— Provided passage —
# December Meeting: WTB Fish



## epicfish (Sep 11, 2006)

Any fish that you all want to buy? Maybe if Kirt doesn't have it, he can order it in time...or he can confirm whether he has the fish in stock or not.

Just post what fish/livestock you all want. =)


----------



## SnyperP (Dec 10, 2004)

Microrasbora sp. Galaxy. Preferably 2 males, 3 female.


----------



## IUnknown (Feb 24, 2004)

I'm hoping to pick up some more (20) Rasbora Polka Dot (Boraras micros, you had them a couple of weeks ago) If they are available. Another one I've been wanting to check out, Microrasbora nana.


----------



## turtlehead (Nov 27, 2004)

Same as Greg. Or any other small mirco rasbora/borara


----------



## turbomkt (Mar 31, 2004)

Pictures? I haven't heard of the Polka Dot Rasbora (Boraras micro). Might be a nice add to my 10g.


----------



## erijnal (Apr 5, 2006)

Mike, check out this link, I'm pretty sure that's what Boraras micro is

http://www.jjphoto.dk/fish_archive/aquarium/boraras_micros_x.jpg


----------



## xcooperx (Jun 24, 2006)

since we having the meeting at All about Fish, im thinking of upgrading my Flourite to ADA AS, how much kirt sell each bag?


----------



## ShortFin (Jan 13, 2006)

Fly River Turtle - Carettochelys insculpta. If so, how much?

— Data entries —
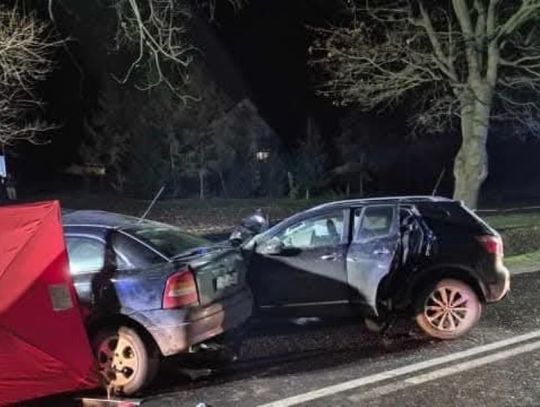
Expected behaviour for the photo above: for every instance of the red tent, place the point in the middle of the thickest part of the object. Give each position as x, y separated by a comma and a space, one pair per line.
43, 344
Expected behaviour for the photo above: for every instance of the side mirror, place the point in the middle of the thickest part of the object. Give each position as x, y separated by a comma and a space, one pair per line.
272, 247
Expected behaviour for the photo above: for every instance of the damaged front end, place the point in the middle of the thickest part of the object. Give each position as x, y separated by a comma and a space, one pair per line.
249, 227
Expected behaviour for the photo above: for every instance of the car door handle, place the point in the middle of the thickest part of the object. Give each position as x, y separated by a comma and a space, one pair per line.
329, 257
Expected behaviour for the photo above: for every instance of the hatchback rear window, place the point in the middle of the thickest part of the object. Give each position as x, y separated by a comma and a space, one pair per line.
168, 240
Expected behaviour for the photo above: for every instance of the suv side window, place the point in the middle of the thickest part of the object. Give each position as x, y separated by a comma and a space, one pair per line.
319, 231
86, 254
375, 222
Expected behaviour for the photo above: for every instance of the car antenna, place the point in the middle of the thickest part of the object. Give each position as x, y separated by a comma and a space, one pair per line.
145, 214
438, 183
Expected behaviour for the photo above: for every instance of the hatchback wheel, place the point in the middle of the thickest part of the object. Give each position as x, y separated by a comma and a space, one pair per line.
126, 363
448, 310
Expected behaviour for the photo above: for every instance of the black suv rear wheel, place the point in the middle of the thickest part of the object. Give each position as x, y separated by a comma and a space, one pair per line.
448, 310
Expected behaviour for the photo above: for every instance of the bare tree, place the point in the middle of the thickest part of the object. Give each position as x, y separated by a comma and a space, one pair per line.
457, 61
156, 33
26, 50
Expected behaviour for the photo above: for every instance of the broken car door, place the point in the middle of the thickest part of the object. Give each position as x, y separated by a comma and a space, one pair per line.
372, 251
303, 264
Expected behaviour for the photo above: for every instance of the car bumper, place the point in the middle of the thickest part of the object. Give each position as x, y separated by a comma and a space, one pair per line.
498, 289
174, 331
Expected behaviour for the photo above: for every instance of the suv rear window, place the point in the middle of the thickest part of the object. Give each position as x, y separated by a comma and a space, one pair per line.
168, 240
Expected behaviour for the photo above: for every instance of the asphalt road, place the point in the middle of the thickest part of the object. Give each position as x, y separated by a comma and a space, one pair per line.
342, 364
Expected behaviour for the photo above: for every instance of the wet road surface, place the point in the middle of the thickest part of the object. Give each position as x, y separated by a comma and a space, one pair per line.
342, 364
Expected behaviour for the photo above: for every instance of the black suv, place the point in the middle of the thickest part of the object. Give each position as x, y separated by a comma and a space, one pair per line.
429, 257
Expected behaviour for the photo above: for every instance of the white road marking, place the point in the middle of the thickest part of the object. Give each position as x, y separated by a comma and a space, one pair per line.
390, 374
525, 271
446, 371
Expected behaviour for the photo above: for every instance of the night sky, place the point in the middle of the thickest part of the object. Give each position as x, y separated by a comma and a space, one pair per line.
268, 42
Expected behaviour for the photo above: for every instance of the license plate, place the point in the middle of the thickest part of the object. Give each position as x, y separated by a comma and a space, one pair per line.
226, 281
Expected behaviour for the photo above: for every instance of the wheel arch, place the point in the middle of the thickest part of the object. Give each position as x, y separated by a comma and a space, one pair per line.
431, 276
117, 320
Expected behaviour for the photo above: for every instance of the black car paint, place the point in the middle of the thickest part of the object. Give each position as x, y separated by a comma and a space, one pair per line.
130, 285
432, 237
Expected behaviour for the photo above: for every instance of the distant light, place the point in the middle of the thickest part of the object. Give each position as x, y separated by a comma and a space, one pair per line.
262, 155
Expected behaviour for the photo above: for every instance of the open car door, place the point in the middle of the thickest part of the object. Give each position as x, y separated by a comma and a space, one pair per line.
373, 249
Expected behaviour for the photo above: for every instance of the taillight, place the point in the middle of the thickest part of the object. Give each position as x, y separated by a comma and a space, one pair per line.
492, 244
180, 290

— Written request 1 —
Condense the thread's paragraph beginning "Any fish that you all want to buy?" into one shorter sentence that keeps its main facts.
— Written request 2 —
Please update the thread starting at "http://www.jjphoto.dk/fish_archive/aquarium/boraras_micros_x.jpg" and ending at "sell each bag?", replacing "Flourite" with "gravel".
— Written request 3 —
According to the thread, why is xcooperx thinking of upgrading from Flourite to ADA AS? Answer in one to three sentences.
The records are separate from the thread and are not part of it.

— Full response 1 —
If anyone wants to buy a fish, Kirt can confirm whether he has it in stock or, if not, possibly order it in time.

— Full response 2 —
http://www.jjphoto.dk/fish_archive/aquarium/boraras_micros_x.jpg


----------



## xcooperx (Jun 24, 2006)

since we having the meeting at All about Fish, im thinking of upgrading my gravel to ADA AS, how much kirt sell each bag?

— Full response 3 —
The meeting is being held at All about Fish, so xcooperx is considering the upgrade and asks how much Kirt charges per bag.